BEGIN Supplied text
So that was the most of the break. I still couldn't drive so I didn't get to visit with my friends as much as I wanted. I messed up my knee again playing ball. Sis lent me a lot of money, which I have payed her back. But we got into some arguements. And I'm still pretty pissed at her now, but not about that. Hmmm anyway my major consern besides the health issue that I spoke of earlier was getting to come back for second semester. NJ kept telling me I would have to pay the entire 13,336 some odd dollars before I could come down, although before they said I would have to pay atleast half. So I'm email hounding the crap out of my bio Dad and he sends me 7 grand. Of course the transfer doesn't arrive until Tuesday after I get back down here, which was on Monday. So I go into check in on Tuesday, the Bursar pulls up my account and tells me I'll have to pay 25% of what I owe before I can start classes. That's a big drop down from 100%. These people are just assholes. So I pay around $3400 and I'm good to go. I'll just have to make more payments from the rest of the 7thousand and my refund check which I haven't got yet.

A few days ago I got an e-mail from Sallie Mae saying that my graduate plus loan for spring is NOT APPROVED. So it seems just when things where looking up, the sagga continues. Like my Mommy told be over the break, life is a series of storms. You are either just getting out of one or about to go into another one. And it seems my next storm is ready & waiting.

Ah my poor Mom. I know she wanted to break down during this whole thing. But she was strong and stood fast and everything turned out somewhat ok for now.

Since I've been back, oh I got straight A's by the way, 4.0 thank you very much. Nique and I had a break at the end of the semester. He tried to feel my up while I was asleep in his bed so I left and told him I was upset about it. Neway we didn't really talk after that. But when I got back I decided to talk to him again. But I can tell I've been getting on his nerves lately. Partially on purpose, partially just being my crazy old selfe. And I think he's loosing his "interest" in me. This cat had the audacity to tell me he had some chick come visit him over the break and they hooked up. HAHA. but he actually thinks I would get with him. I noticed he is most persistant when he is drunk or online. Never sober while in person. Interesting. He's not serious. Sometimes I wish I were a man so I could do these things and have no conscience about them.
END Supplied text
Activity 1
From the blog post about the school break, extract the passage from "Ah my poor Mom." up to and including "ok for now.".
Activity 2
In the blog post about the school break, what share of the amount owed did the Bursar say had to be paid before classes could start?
Activity 3
Continue the blog post about the school break and the return for second semester, picking up after its final sentence.
BEGIN Source material
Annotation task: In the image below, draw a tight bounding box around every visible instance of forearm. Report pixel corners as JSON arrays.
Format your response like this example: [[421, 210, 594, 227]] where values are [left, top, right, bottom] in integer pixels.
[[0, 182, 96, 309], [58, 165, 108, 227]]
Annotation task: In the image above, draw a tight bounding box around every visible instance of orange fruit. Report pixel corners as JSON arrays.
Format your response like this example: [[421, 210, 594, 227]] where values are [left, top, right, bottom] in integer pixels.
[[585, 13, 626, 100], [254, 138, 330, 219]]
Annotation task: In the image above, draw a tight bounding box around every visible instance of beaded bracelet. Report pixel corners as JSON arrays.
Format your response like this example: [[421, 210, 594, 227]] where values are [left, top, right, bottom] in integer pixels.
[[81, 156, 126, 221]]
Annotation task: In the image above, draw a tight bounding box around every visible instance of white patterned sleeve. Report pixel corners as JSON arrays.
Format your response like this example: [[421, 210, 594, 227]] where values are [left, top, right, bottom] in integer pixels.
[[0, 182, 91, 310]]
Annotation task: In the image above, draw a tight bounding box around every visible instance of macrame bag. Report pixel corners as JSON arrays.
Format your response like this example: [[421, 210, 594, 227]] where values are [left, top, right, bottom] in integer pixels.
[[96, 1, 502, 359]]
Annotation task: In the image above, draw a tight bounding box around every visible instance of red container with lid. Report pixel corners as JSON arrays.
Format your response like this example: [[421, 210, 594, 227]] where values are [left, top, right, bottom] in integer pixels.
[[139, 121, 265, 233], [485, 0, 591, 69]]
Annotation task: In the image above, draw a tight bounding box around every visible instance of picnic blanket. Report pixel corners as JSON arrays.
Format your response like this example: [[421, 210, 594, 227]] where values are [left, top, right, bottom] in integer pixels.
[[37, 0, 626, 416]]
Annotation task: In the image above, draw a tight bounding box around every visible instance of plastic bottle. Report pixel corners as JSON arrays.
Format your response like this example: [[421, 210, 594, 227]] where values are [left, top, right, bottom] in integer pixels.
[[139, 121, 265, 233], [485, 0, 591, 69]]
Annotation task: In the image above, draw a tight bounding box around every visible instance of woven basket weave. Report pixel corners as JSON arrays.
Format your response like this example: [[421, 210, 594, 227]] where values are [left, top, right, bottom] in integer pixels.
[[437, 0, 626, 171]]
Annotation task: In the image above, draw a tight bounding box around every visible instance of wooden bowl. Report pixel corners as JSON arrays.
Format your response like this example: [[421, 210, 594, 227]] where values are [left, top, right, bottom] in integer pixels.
END Source material
Expected output 1
Ah my poor Mom. I know she wanted to break down during this whole thing. But she was strong and stood fast and everything turned out somewhat ok for now.

Expected output 2
25% of what was owed.

Expected output 3
Oh and I saw Mr. E on my flight back I stopped over in MIA for about 6 hours. He was an hour late on pickign me up. We didn't have sex as I told him we wouldn't. I believe he did something with someone on his trip to Jamaica. And I'm pretty sure he's been doing something with someone in MIA. But se la vi. I sent him a harddrive from best buy that he scolded me for but immediatly installed when he picked it up then failed to call me back until the next morning only after I bitched at him for not calling me or texting me back the night before. Which may have cost me my relationship with my sis. It probably hasn't it just depends on whether or not I decide to start talking to her like normal again. Gosh I'm so sick of people all of them. I know humans are not perfect but shoot. Sometimes I would rather just be alone. Which I could be very easily. It just sucks because I know I'm gonna need them someday for something so. I'll have to deal. I'm just tired of trying to be something I'm not. I also feel like people are so shallow. That our relationships are so shallow. Or maybe it's just mine.

I feel like I really don't know who I am anymore. Sometimes I do, but I feel like the old me is no longer me anymore. I am no longer that playful humorous imaginitive kid who could think outside of the box. But I'm still not the mature all knowing woman I want to be. I'm just something in the middle which seems not to satisfactory for anyone including myself. I need to spend more time exploring life rather than wondering what other people think of me all the time. It get's annoying. And I also need to spend more time studying if I want to pull off the good grades I did last semester. So time to say adios to all my fictional readers out there. I will be back another day to satisfy your thirst for more stories from my boring life.